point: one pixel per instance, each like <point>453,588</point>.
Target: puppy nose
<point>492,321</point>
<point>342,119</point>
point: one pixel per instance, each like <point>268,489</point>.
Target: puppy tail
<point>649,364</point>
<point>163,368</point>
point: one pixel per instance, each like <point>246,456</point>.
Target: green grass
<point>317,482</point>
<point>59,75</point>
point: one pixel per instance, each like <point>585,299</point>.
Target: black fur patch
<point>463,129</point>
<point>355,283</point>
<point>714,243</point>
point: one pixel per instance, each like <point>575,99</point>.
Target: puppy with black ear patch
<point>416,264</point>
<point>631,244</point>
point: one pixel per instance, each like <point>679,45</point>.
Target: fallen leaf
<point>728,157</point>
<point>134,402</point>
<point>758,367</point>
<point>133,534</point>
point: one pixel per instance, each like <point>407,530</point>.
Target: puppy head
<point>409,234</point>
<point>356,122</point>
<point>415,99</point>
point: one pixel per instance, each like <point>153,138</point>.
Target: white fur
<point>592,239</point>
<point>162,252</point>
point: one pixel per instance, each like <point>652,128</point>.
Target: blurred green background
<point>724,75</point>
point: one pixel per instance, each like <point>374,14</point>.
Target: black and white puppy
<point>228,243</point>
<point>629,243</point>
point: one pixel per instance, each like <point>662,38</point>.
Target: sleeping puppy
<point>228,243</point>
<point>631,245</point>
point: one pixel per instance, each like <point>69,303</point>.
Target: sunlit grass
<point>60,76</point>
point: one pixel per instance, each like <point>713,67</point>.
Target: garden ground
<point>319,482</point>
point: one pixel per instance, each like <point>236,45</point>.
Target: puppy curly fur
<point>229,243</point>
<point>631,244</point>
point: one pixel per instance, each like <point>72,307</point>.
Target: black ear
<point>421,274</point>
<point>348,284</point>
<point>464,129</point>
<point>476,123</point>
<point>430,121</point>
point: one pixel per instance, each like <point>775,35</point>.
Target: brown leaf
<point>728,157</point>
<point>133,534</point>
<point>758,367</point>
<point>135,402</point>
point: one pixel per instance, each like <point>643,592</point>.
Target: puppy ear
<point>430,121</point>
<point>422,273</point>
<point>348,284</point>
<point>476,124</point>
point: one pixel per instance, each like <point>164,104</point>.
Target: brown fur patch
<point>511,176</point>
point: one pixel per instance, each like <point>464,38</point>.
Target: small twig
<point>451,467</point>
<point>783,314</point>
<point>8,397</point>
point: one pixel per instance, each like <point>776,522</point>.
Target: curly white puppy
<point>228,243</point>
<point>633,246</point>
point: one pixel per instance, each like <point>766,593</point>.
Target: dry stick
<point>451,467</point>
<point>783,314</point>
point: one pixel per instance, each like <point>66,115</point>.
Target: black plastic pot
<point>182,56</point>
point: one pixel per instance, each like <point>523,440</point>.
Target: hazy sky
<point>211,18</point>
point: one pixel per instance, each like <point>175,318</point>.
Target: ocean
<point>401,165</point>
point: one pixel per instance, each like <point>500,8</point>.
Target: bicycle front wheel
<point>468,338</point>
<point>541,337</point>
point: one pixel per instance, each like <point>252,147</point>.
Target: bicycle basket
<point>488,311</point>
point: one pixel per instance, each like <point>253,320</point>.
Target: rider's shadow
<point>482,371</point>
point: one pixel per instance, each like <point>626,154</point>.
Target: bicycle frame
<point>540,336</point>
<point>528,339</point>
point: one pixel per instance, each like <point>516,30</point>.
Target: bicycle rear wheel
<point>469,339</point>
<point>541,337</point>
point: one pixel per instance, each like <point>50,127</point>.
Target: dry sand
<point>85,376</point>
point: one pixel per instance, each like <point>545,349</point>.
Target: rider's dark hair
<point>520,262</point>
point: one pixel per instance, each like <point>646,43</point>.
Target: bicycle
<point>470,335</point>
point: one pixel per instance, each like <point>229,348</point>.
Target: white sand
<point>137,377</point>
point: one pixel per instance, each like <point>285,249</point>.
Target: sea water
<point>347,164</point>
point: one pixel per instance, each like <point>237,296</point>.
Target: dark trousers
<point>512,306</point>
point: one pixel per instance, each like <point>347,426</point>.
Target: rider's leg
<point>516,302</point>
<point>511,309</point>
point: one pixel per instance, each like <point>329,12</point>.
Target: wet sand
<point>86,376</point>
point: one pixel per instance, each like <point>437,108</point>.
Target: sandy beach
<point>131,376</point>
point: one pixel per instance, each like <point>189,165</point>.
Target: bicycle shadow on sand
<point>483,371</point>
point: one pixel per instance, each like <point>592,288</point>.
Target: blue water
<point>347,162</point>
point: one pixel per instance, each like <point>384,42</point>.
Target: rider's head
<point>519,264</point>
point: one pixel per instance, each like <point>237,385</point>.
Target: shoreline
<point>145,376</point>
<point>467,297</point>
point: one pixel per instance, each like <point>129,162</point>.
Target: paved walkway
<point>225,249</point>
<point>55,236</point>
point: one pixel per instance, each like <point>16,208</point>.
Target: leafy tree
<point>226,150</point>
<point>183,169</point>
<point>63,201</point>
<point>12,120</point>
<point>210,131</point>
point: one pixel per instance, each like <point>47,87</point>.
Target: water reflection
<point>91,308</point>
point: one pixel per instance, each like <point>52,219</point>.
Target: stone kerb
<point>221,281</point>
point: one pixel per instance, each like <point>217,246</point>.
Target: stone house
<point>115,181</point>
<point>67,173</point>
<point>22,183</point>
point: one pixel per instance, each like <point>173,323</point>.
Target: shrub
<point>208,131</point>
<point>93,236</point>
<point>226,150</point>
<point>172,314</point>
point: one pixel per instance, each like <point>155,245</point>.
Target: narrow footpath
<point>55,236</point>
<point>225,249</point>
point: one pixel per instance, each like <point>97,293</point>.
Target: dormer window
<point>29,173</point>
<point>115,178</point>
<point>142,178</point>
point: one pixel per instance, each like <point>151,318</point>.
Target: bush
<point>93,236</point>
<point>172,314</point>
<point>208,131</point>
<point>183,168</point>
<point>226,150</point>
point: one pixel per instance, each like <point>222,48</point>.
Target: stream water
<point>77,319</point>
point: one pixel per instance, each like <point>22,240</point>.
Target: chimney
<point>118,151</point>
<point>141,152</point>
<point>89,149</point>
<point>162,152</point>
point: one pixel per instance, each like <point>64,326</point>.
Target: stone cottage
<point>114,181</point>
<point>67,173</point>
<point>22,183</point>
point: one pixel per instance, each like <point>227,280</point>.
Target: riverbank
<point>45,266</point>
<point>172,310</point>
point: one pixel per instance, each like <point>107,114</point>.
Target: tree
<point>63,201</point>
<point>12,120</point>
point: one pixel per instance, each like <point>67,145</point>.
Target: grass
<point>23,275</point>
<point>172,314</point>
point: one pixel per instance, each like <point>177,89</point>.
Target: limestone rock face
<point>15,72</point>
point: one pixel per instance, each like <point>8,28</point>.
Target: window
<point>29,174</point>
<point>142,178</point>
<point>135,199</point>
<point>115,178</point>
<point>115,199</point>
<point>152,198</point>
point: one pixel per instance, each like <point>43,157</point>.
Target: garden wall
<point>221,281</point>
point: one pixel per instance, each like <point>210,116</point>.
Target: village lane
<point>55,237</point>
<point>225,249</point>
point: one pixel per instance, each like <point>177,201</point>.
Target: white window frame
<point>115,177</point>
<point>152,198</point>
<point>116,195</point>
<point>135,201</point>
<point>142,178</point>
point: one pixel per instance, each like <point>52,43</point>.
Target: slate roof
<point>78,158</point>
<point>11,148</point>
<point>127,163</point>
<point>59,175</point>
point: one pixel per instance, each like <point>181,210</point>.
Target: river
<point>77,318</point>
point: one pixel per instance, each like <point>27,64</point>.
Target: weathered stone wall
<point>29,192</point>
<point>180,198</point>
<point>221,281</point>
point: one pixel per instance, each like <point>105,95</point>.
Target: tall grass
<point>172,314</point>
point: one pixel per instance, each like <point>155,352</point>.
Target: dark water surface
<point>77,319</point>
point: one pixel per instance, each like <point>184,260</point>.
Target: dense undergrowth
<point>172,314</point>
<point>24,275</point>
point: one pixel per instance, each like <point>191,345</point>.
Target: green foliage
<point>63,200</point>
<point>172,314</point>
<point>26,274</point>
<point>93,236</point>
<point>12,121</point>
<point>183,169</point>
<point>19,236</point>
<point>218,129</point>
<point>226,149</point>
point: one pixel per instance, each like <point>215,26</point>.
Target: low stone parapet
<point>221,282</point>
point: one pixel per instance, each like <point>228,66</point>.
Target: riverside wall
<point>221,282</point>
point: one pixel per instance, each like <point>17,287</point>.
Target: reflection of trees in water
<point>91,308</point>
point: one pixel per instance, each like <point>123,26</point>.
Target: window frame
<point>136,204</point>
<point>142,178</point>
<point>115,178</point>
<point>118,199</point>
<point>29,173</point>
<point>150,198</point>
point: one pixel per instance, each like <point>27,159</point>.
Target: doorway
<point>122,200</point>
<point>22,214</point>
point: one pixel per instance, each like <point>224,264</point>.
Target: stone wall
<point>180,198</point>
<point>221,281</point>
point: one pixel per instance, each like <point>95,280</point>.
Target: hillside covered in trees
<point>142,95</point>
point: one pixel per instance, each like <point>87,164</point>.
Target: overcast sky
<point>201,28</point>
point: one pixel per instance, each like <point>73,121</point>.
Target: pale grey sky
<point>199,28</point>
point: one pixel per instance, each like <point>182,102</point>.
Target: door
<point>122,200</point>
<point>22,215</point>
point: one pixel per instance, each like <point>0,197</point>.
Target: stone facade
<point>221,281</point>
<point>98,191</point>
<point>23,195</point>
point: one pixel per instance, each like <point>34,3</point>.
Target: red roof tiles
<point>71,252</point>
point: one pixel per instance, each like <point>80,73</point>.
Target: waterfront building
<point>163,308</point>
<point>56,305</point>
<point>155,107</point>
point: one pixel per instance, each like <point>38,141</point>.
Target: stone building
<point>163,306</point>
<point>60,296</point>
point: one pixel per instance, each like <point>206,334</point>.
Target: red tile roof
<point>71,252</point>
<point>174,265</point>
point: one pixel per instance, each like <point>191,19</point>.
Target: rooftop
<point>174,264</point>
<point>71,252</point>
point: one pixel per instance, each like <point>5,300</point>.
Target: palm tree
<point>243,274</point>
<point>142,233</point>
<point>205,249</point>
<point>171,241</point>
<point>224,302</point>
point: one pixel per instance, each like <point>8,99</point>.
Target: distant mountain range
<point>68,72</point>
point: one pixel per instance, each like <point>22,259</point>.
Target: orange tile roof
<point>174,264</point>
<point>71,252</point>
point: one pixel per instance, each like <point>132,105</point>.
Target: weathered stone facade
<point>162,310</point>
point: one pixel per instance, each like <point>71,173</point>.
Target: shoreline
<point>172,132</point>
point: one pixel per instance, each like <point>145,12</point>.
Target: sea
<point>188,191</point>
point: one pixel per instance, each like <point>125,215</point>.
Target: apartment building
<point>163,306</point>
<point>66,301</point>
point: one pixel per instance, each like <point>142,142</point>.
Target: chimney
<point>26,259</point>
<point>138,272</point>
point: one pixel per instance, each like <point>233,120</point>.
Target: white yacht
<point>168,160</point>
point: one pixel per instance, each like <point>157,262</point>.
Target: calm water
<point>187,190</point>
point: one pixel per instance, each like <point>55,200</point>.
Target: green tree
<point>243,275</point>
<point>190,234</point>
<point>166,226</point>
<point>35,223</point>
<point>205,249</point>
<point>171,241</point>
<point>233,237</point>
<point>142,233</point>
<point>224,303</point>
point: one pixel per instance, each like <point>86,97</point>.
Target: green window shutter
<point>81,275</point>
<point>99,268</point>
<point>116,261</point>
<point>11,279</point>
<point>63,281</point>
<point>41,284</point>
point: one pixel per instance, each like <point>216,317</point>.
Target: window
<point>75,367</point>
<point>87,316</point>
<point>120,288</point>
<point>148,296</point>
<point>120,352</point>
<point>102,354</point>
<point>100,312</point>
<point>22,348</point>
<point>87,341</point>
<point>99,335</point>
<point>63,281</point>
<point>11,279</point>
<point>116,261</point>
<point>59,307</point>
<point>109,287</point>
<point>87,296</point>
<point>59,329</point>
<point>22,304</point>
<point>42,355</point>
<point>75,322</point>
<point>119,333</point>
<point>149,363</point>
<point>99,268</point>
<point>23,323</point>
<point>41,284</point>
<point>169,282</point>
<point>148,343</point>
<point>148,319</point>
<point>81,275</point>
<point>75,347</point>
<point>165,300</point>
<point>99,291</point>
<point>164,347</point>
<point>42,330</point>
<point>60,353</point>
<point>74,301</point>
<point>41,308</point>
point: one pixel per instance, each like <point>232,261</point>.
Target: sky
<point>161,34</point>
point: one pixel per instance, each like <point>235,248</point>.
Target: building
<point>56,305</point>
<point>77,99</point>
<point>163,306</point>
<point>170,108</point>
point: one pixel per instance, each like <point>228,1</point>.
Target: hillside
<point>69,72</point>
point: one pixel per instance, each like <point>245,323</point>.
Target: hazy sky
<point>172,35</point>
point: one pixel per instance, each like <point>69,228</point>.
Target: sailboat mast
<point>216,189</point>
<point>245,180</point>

--

Activity — From the first line of the records above down to the line containing "point: one pixel per instance, each like <point>679,45</point>.", repeat each line exactly as written. Include both of those lines and add nothing.

Problem solution —
point: one pixel per instance, each like <point>453,588</point>.
Target: puppy nose
<point>492,321</point>
<point>342,119</point>
point: one pixel per instance, each like <point>268,489</point>.
Target: puppy tail
<point>649,364</point>
<point>163,368</point>
point: one pixel per instance, each like <point>246,456</point>.
Target: green grass
<point>317,482</point>
<point>59,75</point>
point: one pixel per instance, each like <point>585,299</point>.
Target: black fur patch
<point>463,129</point>
<point>355,283</point>
<point>714,243</point>
point: one pixel per instance, each like <point>575,99</point>.
Target: puppy with black ear patch
<point>416,264</point>
<point>631,244</point>
point: one pixel per instance, each like <point>679,45</point>.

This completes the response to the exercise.